━━━ Available data

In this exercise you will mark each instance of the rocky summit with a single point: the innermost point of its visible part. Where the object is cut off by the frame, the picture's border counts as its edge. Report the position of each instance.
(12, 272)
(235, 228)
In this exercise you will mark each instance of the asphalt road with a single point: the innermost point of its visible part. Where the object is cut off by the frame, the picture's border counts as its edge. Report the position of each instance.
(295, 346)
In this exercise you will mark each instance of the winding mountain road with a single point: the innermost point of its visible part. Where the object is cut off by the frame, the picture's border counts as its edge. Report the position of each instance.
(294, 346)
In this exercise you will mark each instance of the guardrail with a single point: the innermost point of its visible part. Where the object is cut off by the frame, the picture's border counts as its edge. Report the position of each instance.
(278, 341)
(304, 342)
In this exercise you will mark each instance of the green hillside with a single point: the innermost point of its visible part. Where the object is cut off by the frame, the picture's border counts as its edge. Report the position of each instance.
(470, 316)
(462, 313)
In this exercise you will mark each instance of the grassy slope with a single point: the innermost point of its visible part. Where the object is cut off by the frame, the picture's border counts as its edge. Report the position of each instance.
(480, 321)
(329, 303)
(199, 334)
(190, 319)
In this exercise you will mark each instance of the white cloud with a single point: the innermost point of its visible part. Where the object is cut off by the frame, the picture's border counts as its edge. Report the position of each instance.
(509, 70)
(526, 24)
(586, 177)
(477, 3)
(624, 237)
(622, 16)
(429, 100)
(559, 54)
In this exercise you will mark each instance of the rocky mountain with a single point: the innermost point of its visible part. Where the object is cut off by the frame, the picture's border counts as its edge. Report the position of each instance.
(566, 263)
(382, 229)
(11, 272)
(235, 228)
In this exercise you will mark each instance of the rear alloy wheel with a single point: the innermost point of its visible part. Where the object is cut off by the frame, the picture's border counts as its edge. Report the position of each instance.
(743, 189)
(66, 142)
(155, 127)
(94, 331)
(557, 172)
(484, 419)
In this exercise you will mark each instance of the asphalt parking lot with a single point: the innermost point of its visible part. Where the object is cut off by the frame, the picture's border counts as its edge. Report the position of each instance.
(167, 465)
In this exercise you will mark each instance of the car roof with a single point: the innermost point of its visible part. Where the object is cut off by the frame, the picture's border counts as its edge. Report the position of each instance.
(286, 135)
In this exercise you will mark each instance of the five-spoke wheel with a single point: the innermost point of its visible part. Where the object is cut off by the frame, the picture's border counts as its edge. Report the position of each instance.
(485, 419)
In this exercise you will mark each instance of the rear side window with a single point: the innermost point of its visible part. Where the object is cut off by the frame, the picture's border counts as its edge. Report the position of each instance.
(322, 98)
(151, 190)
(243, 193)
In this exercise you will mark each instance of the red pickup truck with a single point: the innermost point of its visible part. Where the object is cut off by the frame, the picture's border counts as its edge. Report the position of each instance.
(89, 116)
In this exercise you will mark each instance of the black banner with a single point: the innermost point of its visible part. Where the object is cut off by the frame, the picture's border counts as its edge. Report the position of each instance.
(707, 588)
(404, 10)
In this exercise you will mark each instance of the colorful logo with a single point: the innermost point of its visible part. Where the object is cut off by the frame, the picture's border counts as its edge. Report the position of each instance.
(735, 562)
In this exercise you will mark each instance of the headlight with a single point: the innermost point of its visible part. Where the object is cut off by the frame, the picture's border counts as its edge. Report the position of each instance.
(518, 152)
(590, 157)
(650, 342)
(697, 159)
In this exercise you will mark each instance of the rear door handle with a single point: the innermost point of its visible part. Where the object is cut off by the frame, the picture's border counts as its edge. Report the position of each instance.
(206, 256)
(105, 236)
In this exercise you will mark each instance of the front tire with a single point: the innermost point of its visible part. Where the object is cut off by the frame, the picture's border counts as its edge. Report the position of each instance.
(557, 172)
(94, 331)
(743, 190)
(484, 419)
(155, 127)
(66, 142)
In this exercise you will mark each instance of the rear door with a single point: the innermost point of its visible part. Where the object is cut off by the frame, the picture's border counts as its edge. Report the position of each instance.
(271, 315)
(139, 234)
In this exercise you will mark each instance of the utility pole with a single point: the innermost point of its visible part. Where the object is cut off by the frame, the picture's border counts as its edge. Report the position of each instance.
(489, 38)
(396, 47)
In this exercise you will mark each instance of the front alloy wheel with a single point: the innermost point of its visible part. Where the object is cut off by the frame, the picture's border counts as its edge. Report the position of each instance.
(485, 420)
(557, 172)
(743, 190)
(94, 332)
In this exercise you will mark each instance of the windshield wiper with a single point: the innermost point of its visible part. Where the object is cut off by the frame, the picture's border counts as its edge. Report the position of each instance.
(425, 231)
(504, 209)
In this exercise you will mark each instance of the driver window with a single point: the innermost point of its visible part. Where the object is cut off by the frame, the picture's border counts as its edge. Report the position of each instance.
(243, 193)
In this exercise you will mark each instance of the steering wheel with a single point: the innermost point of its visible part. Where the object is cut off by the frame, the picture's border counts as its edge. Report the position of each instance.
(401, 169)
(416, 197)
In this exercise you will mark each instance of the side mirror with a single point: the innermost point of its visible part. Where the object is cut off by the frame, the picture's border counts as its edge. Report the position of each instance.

━━━━━━

> [Exercise objective]:
Every record, copied exactly, is the expected answer.

> [Response area]:
In this exercise you will mark each instance of the rocky summit with a single point: the innermost point of its visible part. Where the object is cut off by the frame, the picture's border counts as its edge. Report the position of each instance.
(12, 272)
(235, 228)
In this exercise you will mark each instance of the asphalt road with a single point: the innermost point of its visible part. Where the object is cut off by the frame, the picture's border counts as its edge. Report the position of each instance.
(295, 346)
In this exercise you will mark each instance of the winding mountain road with a single point: the innermost point of its visible part. Where the object is cut off by the frame, the picture's border counts as its edge. Report the position of each instance.
(294, 346)
In this exercise you will mark each instance of the guardrail with a single point: the innermost point of its visible part. Where the object is cut off by the frame, the picture's border counts as its edge. Report the position of each instance.
(278, 341)
(304, 342)
In this exercise you will mark each instance of the green hillside with a single point: the innermost point of its visible part. Where the object is cut off by the frame, the picture's border counts as its edge. Report the position of each instance.
(470, 316)
(462, 313)
In this exercise you will mark each instance of the grassy slope with a single point: the innermost point of its visible part. Where the object is cut off by the frame, the picture's border counts as its edge. Report the position of each instance.
(480, 321)
(329, 303)
(199, 334)
(190, 319)
In this exercise you will mark each instance of the white cloud with a single point: the innermost point of its visible part. Where the object is cut off by the frame, the picture's border counts as its edge. Report the position of each instance.
(509, 70)
(526, 24)
(586, 177)
(477, 3)
(624, 237)
(622, 16)
(429, 100)
(559, 54)
In this exercise you will mark each instance of the rocky mountain with a single point: the innermost point of its visible part. Where the object is cut off by the frame, the picture's border counts as its edge. Report the position of each instance.
(566, 263)
(382, 229)
(11, 272)
(235, 228)
In this exercise you will mark each instance of the rear alloy wheel with a single point: the innermost point of its visible part. Where the object is cut off by the frame, the picture's border counts as its edge. Report the position of each instance.
(743, 189)
(66, 142)
(155, 127)
(94, 331)
(557, 172)
(484, 419)
In this exercise you will mark each instance of the asphalt parking lot with a single point: the innermost point of its visible part. Where the object is cut off by the frame, the picture's border counts as its edge. Report the position of each instance.
(167, 465)
In this exercise you will mark each instance of the car roof with a single point: the innermost point of its visible part. Where the object is cut off by the frame, the picture's border counts as its edge. Report the position of each instance.
(286, 135)
In this exercise you will mark each instance of the five-spoke wheel with a single point: the innermost point of its visible part. Where the object is cut off by the frame, the picture's border counts as its edge. Report the position of each instance.
(485, 419)
In this exercise you will mark each instance of the rear side window with a single point: the innermost point of its visible part. Where the object is cut off by the frame, the picture's border counts as its edge. Report the position of each instance.
(322, 98)
(151, 190)
(243, 193)
In this exercise you will mark each instance of the red pickup truck with a single point: the innermost point of its visible part. Where the object is cut off by the frame, the picture's border counts as its edge. Report the position of each instance.
(89, 116)
In this exercise you will mark each instance of the black banner with a single point: the innermost point of its visible part. Where the object is cut off by the frame, the picture's border counts as its edge. Report the position of each instance.
(707, 588)
(404, 10)
In this exercise you will mark each instance of the colorful logo with a single point: the innermost point of its visible part. Where the object is cut off by the frame, the picture's border counts as its edge. Report the position of each instance.
(735, 562)
In this exercise you will mark each instance of the headlight with a single point: the innermost point of its visible part. Where the object is cut off by the frame, the picture's border counts as its edge. Report the position of each instance.
(518, 152)
(590, 157)
(650, 342)
(697, 159)
In this exercise you will mark each instance of the rear door handle with a single point: the innermost point of its visible part. Where the object is cut off by the frame, the picture's border counts as its edge. Report the position of each instance.
(206, 256)
(105, 236)
In this exercise you will mark each instance of the front tire with a single point: the innermost point of its visible part. Where the object is cut off by the frame, the picture's border counts as its edge. Report the position of each instance.
(557, 172)
(94, 331)
(743, 190)
(484, 419)
(155, 127)
(66, 142)
In this exercise you will mark each instance of the rear door with a single point: the innermost point of its visible part. Where the object is cut off by the frame, the picture's border counts as its edge. Report the position of each instance.
(271, 315)
(139, 234)
In this exercise you will mark each instance of the utility pole with a single point: the innermost point of its visible part. Where the object is cut off by the frame, the picture's border counts as its edge. Report the position of each instance.
(489, 38)
(396, 47)
In this exercise you will mark each instance of the front alloy wheel with a single point: the innermost point of its visible part. Where the object is cut off by the frame, the picture's border counts as its edge. Report the position of each instance.
(485, 420)
(557, 172)
(743, 190)
(94, 332)
In this exercise you will mark each instance of the windshield wiper with a single point: the innermost point of its visible part. Where the object is cut off by the frame, the picture's border counts as its edge. Report the position of each instance.
(425, 231)
(504, 209)
In this exercise you will mark each instance of the driver window with a single point: the innermost point of its visible part. Where the object is cut off by the frame, the picture's border counts as its edge. Report the position of each instance.
(243, 193)
In this exercise you will mark each instance of the steering wheel with a single point: the innermost point of its visible part. Where the object is cut off by the frame, the picture's border counts as its edge. Report the position of each instance.
(401, 169)
(416, 197)
In this exercise you will mark each instance of the side mirror with a single point: the innermost point of its visible part. Where the object is cut off by the frame, the picture's border counts as its edge. Report the position of each instance.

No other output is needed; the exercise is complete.